- **Your instructions**
Could you return, word for word, the stretch of the records below from the line containing "q=lime wedge on tray" through the last line of the records?

[Raw records]
"""

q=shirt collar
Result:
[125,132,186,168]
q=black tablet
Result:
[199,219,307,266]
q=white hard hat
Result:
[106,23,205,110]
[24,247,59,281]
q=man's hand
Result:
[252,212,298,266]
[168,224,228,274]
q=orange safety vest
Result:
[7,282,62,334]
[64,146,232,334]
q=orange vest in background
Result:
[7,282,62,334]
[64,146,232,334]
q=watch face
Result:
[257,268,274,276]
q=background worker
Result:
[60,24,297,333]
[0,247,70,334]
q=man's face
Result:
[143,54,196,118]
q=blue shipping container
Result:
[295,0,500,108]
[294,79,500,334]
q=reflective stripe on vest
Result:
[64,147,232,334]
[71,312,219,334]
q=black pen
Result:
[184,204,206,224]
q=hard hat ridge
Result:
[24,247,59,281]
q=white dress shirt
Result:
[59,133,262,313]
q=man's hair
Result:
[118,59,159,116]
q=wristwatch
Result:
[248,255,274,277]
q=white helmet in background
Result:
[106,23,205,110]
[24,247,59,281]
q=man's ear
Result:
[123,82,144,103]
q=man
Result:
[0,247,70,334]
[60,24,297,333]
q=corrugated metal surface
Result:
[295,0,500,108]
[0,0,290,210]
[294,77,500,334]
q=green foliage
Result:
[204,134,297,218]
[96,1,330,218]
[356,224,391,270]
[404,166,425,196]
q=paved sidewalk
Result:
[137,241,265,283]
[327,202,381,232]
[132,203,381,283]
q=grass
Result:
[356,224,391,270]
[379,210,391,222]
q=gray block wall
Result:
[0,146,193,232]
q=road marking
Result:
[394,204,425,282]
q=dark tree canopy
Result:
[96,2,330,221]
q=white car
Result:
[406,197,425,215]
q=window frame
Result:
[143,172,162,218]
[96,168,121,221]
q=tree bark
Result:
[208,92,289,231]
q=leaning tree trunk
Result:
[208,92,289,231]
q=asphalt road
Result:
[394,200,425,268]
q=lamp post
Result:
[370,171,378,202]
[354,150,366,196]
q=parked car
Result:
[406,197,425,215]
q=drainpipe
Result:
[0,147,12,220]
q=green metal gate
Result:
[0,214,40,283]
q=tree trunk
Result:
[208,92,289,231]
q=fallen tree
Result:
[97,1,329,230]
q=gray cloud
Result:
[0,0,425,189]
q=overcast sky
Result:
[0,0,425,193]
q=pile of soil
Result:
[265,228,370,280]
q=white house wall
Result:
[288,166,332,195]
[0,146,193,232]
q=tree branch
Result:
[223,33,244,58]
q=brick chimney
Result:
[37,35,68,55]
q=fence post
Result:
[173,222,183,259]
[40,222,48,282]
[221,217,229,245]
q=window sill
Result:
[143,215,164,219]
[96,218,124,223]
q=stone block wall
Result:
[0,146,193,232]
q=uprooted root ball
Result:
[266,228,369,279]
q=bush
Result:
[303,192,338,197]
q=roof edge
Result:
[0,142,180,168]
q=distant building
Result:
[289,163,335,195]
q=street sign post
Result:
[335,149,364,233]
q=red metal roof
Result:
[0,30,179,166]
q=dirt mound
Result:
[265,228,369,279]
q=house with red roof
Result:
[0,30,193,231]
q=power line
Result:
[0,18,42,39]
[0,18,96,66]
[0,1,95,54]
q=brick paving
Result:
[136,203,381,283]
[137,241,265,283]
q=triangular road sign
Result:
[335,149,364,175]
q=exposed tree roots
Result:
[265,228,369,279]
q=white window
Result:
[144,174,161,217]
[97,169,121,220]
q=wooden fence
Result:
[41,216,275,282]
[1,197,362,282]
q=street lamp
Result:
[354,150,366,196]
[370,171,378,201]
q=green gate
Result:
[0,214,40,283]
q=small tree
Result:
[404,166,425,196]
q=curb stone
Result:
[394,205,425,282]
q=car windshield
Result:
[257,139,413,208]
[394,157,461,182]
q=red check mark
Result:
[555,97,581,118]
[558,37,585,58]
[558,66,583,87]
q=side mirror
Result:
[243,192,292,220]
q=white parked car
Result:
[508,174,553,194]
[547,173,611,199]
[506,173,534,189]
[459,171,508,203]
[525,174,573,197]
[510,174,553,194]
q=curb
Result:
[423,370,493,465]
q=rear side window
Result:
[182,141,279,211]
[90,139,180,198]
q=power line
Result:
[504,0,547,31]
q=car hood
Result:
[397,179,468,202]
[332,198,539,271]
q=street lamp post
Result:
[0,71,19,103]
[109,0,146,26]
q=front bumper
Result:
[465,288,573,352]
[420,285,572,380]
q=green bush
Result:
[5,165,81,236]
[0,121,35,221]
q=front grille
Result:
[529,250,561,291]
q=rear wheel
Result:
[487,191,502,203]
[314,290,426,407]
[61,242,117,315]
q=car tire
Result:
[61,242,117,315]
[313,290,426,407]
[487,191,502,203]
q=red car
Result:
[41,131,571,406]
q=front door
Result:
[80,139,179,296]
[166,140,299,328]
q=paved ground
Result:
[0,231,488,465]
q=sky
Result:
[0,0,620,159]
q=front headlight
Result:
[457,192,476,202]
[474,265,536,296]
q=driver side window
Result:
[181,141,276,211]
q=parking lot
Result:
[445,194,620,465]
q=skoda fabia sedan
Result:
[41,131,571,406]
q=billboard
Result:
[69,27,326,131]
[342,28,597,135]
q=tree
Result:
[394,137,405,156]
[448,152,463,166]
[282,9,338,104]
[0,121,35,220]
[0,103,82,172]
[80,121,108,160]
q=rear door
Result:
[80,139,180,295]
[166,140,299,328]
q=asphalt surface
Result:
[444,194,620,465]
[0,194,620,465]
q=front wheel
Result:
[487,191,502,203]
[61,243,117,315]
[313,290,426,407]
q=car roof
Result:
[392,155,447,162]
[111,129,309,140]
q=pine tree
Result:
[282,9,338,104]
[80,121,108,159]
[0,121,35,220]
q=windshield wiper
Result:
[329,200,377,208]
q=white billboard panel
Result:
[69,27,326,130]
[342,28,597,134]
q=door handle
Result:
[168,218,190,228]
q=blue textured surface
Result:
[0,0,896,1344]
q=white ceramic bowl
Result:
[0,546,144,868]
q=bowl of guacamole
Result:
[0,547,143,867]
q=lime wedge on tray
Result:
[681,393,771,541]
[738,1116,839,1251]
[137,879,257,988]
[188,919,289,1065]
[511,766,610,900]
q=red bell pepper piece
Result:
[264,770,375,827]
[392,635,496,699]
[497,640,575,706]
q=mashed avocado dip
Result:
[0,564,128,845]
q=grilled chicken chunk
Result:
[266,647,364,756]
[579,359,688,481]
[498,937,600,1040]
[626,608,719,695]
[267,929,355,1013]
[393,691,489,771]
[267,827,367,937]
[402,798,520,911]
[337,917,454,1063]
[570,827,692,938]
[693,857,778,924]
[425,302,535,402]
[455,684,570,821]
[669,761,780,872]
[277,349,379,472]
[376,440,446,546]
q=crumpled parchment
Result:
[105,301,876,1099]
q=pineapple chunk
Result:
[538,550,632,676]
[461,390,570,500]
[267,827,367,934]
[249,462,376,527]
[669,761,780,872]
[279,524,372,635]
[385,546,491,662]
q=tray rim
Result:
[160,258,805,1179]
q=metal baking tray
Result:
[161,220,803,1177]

"""

- **Exercise result**
q=lime wedge on tray
Result:
[681,393,771,541]
[738,1116,839,1251]
[137,879,257,988]
[188,919,289,1065]
[511,766,610,900]
q=red bell pepper piece
Result:
[264,770,375,827]
[392,635,496,699]
[497,640,575,706]
q=mashed avocado dip
Result:
[0,564,128,845]
q=grilled chicken chunk
Result:
[266,647,364,756]
[579,359,688,481]
[498,937,600,1040]
[626,608,719,695]
[267,929,355,1013]
[393,691,489,771]
[267,827,367,937]
[402,798,520,911]
[337,917,454,1063]
[570,827,692,938]
[693,857,778,924]
[425,302,535,402]
[455,684,570,821]
[669,761,780,872]
[277,349,379,472]
[376,440,446,546]
q=crumpled parchment
Result:
[105,301,876,1099]
q=pineapple chunk
Result:
[538,550,632,676]
[461,390,570,500]
[267,827,367,934]
[249,462,376,527]
[669,761,780,872]
[279,524,372,635]
[385,546,491,662]
q=tray rim
Result:
[160,258,805,1179]
q=metal baking tray
Result:
[161,220,803,1177]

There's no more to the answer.